> **Document segment**

The 2022 Oregon gubernatorial election took place on November 8, 2022, to elect the governor of Oregon. Incumbent Kate Brown took office when fellow Democrat John Kitzhaber resigned on February 18, 2015. She won the subsequent 2016 special election and a full term in 2018. Due to term limits, she was unable to run again in 2022.

The Oregonian anticipated the election to have "the first competitive Democratic primary in more than a decade and potentially the closest such race since 2002." Willamette Week anticipated a "wide open field of Democrats", citing the lack of an incumbent. Almost 20 Republican Party candidates ran for the office, including two previous nominees for governor in 1998 and 2016, as well as 15 Democrats and some non-affiliates/third-party members. This was the state's first gubernatorial election since 2002 in which there was no current or former governor on the ballot.

> **Entries provided**
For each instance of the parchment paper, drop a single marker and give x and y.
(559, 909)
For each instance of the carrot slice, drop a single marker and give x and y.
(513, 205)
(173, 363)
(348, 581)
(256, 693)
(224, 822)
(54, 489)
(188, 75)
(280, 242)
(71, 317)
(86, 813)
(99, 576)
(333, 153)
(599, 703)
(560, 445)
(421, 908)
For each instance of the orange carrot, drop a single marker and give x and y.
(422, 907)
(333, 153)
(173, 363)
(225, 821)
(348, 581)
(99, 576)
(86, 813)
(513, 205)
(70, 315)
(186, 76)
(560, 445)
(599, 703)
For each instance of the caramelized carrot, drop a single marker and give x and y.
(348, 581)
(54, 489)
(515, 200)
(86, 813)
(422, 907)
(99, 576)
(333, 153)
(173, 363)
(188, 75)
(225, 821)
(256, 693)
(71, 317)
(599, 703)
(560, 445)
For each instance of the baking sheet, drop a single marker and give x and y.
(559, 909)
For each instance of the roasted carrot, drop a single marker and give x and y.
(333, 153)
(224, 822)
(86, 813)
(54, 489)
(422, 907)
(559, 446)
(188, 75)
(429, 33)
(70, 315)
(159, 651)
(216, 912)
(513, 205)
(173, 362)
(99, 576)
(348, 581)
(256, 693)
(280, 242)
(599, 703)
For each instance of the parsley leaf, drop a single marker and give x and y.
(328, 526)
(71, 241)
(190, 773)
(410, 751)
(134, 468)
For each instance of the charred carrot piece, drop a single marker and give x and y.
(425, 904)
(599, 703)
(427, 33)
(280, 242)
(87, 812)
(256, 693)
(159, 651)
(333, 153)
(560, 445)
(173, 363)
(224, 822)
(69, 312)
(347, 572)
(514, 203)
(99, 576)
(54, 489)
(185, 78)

> **Brief 1**
From the passage on the 2022 Oregon gubernatorial election, reproduce exactly the part that opens with the words containing "The Oregonian anticipated" and closes with "on the ballot.".
> **Brief 2**
Based on the passage on the 2022 Oregon gubernatorial election, answer yes or no to each statement below and quote the deciding words. (a) Kate Brown won a full term as governor in 2018. (b) Fewer than ten Republican Party candidates ran for the office. (c) Willamette Week tied its expectation of a wide open Democratic field to the absence of an incumbent.
> **Brief 3**
Write the next part of the passage on the 2022 Oregon gubernatorial election, picking up after its final sentence.

> **Exercise answer 1**
The Oregonian anticipated the election to have "the first competitive Democratic primary in more than a decade and potentially the closest such race since 2002." Willamette Week anticipated a "wide open field of Democrats", citing the lack of an incumbent. Almost 20 Republican Party candidates ran for the office, including two previous nominees for governor in 1998 and 2016, as well as 15 Democrats and some non-affiliates/third-party members. This was the state's first gubernatorial election since 2002 in which there was no current or former governor on the ballot.

> **Exercise answer 2**
(a) Yes: "She won the subsequent 2016 special election and a full term in 2018."
(b) No: "Almost 20 Republican Party candidates ran for the office"
(c) Yes: "Willamette Week anticipated a "wide open field of Democrats", citing the lack of an incumbent."

> **Exercise answer 3**
In the May 17 primary elections, former Oregon House Speaker Tina Kotek was declared the winner of the Democratic primary half an hour after the ballot deadline. The next day, former House Minority Leader Christine Drazan was determined to have won the Republican primary. Notably, the general election featured three prominent female candidates, including former state senator Betsy Johnson, who was a moderate Democrat, running as an independent. This was also the first gubernatorial election in the United States to be between two women with the same first name (and the only one other than the rematch between the same two candidates in 2026), as Tina Kotek's first name is short for Christine.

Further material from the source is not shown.